- **Task description**
Copy out again, word for word, the lines of the entries below, starting at the line containing "segment --target=shop awning" and ending at the line containing "Segment every instance of the shop awning.", with both of those lines included.

************

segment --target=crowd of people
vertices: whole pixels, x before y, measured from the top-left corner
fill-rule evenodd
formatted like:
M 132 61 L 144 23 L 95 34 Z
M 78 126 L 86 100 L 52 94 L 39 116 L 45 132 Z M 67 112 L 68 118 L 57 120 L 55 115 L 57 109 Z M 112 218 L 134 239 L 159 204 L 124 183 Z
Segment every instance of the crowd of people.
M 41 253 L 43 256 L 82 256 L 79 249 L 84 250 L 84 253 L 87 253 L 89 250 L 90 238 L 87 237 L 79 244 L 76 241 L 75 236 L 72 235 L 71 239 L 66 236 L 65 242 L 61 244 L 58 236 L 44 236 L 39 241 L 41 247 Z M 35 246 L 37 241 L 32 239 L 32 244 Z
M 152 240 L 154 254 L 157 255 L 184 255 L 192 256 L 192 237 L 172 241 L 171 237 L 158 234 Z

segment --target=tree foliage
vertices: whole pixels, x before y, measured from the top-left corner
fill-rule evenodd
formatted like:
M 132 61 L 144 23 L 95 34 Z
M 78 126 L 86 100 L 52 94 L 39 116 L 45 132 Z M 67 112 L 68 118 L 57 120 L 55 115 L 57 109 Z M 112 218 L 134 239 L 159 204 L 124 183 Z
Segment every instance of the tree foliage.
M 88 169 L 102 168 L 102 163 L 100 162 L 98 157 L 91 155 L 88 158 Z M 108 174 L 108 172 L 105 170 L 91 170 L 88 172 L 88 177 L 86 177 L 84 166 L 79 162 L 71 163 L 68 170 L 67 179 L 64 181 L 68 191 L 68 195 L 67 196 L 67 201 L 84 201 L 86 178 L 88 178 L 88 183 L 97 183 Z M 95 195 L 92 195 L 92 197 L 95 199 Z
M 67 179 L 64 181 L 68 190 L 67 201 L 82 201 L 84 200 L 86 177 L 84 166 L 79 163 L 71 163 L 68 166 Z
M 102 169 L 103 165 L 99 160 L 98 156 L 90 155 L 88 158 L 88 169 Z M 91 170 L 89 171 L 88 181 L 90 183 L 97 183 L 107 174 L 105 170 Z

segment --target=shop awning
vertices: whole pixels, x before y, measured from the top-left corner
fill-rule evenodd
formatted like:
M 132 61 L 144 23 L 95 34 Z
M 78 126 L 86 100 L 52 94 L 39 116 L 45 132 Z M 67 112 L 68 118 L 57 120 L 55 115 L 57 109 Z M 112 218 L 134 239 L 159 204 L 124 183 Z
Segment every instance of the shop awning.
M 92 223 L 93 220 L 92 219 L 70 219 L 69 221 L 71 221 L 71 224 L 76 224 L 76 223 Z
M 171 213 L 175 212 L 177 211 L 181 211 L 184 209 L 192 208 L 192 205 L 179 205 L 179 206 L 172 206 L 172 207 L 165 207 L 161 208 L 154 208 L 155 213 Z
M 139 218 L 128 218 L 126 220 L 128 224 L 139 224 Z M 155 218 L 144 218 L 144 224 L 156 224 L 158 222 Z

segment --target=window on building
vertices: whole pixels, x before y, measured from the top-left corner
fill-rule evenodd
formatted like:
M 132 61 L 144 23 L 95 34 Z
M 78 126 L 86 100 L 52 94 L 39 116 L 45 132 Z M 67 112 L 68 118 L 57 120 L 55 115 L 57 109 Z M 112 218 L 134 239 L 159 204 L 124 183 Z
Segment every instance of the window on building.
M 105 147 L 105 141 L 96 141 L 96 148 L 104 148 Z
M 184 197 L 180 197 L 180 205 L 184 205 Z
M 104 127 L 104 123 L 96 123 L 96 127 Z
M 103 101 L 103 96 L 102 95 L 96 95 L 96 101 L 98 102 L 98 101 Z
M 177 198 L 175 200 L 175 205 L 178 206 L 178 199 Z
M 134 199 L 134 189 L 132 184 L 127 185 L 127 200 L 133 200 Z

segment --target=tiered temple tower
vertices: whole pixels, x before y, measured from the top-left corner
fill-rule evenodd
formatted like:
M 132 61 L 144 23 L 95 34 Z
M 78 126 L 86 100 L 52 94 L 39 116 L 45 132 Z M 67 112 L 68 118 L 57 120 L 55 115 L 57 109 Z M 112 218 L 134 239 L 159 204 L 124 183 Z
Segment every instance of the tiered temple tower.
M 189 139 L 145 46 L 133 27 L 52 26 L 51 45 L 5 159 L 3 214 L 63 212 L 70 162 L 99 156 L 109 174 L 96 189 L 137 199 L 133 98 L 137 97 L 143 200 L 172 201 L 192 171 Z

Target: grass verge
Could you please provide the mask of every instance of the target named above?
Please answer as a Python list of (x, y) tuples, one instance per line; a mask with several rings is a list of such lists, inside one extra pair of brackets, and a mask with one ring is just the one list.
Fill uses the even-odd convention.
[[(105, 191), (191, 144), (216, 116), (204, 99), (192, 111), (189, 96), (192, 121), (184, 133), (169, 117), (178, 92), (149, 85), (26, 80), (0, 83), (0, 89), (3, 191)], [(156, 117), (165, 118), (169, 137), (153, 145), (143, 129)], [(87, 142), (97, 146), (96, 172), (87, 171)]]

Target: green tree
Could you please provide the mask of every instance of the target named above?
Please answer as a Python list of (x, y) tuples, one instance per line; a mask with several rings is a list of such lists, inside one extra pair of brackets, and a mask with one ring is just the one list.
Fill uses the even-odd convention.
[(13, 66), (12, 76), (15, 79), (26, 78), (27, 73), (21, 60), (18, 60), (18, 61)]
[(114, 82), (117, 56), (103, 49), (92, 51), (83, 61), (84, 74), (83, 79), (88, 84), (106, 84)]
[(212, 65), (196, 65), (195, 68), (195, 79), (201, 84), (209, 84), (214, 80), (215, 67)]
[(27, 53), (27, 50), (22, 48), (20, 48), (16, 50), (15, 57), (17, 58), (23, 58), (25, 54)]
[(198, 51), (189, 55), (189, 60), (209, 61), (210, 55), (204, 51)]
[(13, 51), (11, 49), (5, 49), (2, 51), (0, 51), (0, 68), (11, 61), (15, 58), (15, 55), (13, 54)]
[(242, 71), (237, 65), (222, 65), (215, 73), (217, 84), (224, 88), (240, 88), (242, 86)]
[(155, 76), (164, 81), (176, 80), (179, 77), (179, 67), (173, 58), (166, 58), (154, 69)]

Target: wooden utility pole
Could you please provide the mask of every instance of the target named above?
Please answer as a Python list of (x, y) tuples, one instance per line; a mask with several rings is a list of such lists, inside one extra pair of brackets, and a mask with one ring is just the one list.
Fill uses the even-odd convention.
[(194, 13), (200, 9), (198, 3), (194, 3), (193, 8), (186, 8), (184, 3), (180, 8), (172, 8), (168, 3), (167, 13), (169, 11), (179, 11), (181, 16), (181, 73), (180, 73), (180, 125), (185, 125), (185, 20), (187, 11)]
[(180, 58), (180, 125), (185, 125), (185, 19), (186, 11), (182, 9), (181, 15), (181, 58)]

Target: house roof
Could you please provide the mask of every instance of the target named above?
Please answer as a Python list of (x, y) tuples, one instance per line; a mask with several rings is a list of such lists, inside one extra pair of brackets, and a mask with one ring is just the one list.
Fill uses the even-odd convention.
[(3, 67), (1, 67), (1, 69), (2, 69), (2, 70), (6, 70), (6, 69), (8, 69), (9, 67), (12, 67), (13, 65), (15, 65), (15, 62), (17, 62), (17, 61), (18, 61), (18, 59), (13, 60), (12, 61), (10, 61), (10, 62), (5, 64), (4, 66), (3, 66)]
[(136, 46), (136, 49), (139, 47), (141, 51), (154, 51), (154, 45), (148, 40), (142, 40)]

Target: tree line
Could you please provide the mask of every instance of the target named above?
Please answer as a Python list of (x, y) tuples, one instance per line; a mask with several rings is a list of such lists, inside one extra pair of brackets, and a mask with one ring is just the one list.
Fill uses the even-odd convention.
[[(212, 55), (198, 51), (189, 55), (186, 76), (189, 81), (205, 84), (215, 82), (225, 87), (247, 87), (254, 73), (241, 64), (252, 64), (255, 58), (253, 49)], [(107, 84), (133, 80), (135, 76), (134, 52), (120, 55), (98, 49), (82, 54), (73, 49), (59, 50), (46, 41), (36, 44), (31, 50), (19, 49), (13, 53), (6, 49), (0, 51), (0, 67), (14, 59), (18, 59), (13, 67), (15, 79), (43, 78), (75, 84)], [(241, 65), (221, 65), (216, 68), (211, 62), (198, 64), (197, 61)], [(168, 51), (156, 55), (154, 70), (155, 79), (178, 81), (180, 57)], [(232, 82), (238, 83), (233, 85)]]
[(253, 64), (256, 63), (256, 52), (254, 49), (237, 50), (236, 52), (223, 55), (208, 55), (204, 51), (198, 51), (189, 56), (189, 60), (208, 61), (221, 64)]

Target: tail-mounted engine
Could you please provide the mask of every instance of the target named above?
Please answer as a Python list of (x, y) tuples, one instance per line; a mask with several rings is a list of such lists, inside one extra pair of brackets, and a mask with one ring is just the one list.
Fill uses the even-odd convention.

************

- **Exercise answer**
segment --target=shop awning
vertices: whole pixels, x before y, measured from the top-left corner
fill-rule evenodd
formatted like:
M 132 61 L 144 23 L 95 34 Z
M 78 126 L 86 100 L 52 94 L 39 116 L 45 132 Z M 67 112 L 68 118 L 57 120 L 55 115 L 57 109 Z M 112 218 L 134 239 L 159 204 L 124 183 Z
Segment every instance of the shop awning.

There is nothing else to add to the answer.